DATA START
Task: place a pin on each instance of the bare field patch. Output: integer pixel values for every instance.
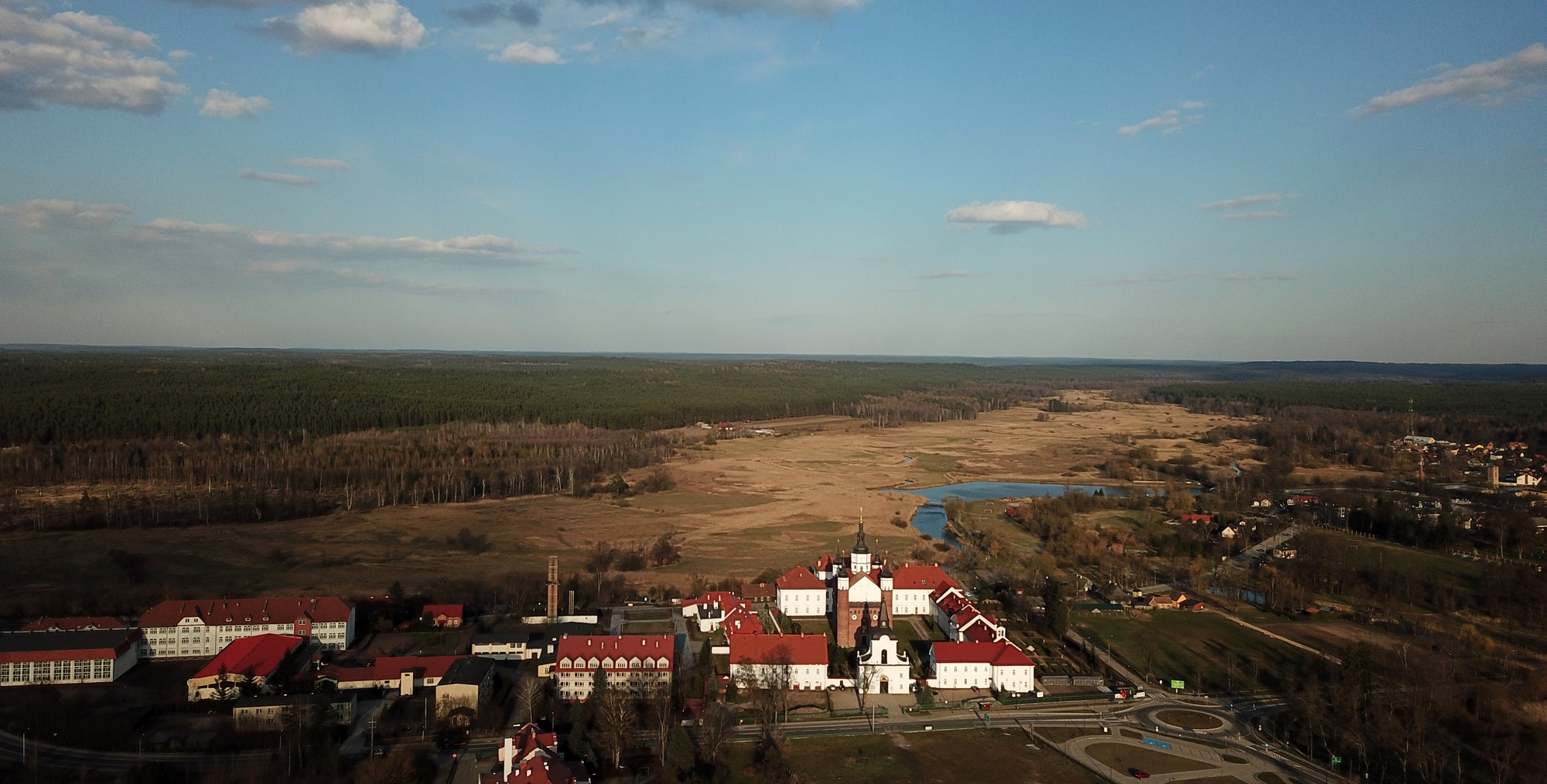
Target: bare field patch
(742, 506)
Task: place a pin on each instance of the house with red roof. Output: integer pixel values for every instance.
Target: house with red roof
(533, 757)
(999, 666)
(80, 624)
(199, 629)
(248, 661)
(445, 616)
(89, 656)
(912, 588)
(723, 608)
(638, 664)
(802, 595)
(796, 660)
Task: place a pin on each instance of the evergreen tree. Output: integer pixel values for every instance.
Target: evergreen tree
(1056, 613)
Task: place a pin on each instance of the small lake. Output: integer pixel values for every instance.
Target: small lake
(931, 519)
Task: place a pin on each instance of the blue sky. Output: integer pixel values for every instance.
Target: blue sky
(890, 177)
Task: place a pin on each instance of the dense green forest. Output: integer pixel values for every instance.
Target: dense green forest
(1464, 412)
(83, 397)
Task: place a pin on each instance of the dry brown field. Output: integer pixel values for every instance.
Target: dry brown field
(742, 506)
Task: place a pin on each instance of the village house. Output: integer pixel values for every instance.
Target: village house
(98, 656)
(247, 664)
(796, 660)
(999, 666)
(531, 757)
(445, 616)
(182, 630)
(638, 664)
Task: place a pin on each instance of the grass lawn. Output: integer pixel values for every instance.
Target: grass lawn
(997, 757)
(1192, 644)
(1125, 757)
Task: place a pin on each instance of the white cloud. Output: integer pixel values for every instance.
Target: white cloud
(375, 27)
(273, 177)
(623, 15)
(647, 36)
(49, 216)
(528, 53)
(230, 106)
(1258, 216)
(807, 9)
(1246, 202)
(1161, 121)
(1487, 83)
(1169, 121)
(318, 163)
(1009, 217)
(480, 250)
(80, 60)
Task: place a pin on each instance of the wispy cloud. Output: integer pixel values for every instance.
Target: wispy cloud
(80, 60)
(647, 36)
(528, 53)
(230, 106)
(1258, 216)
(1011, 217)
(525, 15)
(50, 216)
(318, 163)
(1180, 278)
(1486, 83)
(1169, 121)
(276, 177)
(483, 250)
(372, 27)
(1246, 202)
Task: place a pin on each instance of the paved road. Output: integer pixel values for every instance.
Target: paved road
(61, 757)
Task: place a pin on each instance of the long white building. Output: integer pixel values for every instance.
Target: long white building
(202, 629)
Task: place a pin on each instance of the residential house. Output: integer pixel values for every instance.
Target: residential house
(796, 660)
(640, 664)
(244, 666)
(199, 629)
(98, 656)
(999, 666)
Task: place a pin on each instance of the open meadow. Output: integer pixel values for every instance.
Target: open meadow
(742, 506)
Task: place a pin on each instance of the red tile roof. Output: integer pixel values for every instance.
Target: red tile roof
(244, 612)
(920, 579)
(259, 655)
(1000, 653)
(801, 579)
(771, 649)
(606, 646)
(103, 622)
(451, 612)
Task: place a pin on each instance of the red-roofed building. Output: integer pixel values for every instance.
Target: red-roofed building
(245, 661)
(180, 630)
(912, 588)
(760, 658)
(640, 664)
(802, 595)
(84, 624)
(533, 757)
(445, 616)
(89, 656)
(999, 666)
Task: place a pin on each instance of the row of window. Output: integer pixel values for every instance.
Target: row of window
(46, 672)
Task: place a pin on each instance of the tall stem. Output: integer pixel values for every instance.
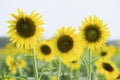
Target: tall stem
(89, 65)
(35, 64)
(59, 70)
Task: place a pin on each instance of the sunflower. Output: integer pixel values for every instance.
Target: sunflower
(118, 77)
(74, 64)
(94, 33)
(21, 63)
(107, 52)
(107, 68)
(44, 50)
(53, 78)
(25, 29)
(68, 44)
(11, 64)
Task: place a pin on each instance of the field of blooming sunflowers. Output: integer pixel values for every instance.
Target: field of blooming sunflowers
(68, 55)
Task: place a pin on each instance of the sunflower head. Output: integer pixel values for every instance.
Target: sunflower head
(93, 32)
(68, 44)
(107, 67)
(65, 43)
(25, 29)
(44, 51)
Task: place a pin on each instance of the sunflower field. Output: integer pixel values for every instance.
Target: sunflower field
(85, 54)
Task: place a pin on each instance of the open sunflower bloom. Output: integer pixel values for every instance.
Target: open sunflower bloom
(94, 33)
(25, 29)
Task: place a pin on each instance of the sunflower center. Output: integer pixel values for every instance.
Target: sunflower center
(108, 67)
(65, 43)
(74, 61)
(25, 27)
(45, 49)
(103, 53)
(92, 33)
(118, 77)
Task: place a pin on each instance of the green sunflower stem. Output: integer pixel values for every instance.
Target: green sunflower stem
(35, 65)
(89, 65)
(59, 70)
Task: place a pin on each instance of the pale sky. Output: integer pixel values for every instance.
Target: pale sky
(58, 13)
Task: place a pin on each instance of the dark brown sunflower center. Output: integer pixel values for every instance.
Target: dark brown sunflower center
DATA END
Where does the word "dark" appear in the records above? Return every line that holds it.

• [SOLUTION BELOW]:
Task: place a pin on each instance of the dark brown sunflower center. Output: integer pixel values for every instance.
Target: dark brown sunflower center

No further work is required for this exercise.